***** Data to use *****

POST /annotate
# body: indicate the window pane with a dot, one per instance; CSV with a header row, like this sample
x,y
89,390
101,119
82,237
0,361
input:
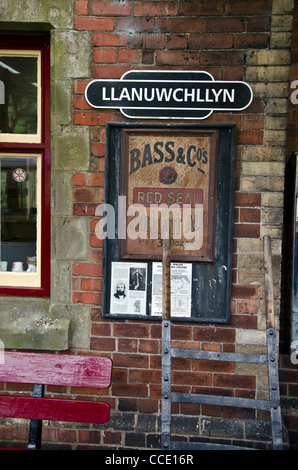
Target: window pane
x,y
18,213
18,94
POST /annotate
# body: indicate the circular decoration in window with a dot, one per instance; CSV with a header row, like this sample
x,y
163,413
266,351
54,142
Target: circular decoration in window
x,y
168,175
19,175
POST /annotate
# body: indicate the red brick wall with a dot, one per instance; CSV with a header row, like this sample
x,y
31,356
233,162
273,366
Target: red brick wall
x,y
229,39
215,36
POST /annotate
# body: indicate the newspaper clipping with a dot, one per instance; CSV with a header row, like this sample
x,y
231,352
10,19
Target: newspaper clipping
x,y
129,288
181,275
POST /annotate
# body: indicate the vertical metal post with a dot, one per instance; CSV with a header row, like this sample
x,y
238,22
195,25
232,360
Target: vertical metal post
x,y
35,430
275,409
166,348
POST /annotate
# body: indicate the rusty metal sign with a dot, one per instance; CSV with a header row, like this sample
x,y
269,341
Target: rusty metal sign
x,y
168,177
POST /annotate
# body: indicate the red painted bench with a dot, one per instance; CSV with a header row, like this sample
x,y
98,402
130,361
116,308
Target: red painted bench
x,y
53,369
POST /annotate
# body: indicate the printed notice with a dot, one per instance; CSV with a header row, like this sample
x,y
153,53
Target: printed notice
x,y
181,277
128,288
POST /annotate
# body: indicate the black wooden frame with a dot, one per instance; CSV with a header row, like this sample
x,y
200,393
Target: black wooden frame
x,y
211,282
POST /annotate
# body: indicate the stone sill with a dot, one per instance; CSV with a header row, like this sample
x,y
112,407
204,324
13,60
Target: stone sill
x,y
28,325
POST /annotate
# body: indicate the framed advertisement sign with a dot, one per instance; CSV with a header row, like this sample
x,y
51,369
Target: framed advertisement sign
x,y
189,171
169,184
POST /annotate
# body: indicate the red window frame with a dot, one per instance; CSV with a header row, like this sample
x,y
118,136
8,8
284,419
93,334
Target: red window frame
x,y
40,43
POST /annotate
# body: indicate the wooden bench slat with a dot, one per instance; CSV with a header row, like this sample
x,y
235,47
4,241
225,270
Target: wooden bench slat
x,y
54,409
56,369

*****

Instructions to follow
Repeat the listing in full and exactly. Leave any pictures out.

Complete response
POST /annotate
# body: indicate the window pane with a dot, one per instance; CSV with a header row, like this sample
x,y
89,390
101,119
82,237
0,361
input:
Target: window pane
x,y
18,213
18,94
POST /annotate
# body: indicate the circular decoration in window with a dot, one per instance; CSV with a header row, like this sample
x,y
163,413
266,351
54,142
Target: circular decoration in window
x,y
168,175
19,175
POST /annotate
# body: indicate the red brick wall with a dot, one per instance; CSV with a header row, like this sample
x,y
31,356
233,162
273,366
Target: red brick wall
x,y
229,39
215,36
POST /annotate
# body: indicate the newspaper clipping with a dot, one per instance; CSV with a header row, like this sample
x,y
231,352
10,19
Target: newspaper clipping
x,y
129,288
181,275
POST /annotate
# body: indicate the vertical metal post with a dot, one per instance; CSV with a header row, like this sample
x,y
238,22
195,25
232,360
Target: vertical metal post
x,y
35,430
275,409
166,348
POST /annotate
# body: indicate the rusty metal sign with a dot, one per instance; CSV with a header row, like this sample
x,y
269,341
Target: rusty metal sign
x,y
168,177
POST /annotate
# body: indicate the red painted bench with a dot, one per instance; CSV with a header row, like this sample
x,y
98,402
130,361
116,308
Target: red painted bench
x,y
53,369
POST /annotate
# body: indicate the printed notice with a dot, one per instance; CSV with a header row, like this sample
x,y
153,53
Target: printed notice
x,y
181,277
128,288
POST /annotate
# body: indicate the black wooden frame with a dot, one per instance; CSV with a header row, like this sample
x,y
200,393
Target: black wooden frame
x,y
211,282
POST /annotate
# body: indicate the stone sill with a dot, one per instance; CSV with a header row, like this sample
x,y
112,407
204,324
13,60
Target: stone sill
x,y
28,325
POST /annotate
# body: indicate the framed advertisement sign with a dot, one per instance; CSV with a header row, like this sample
x,y
51,369
Target: framed advertisement sign
x,y
189,171
169,184
POST /annotate
# body: indicate the red window frame with a dot, one per instance; CSV with a header row, like this sample
x,y
118,136
8,8
284,419
93,334
Target: red window frame
x,y
40,43
POST /annotate
# body: indicate the wooden bench slat with a dot, one per instance; CSV with a header row, like this sample
x,y
235,47
4,241
225,270
Target: wooden bench slat
x,y
54,409
56,369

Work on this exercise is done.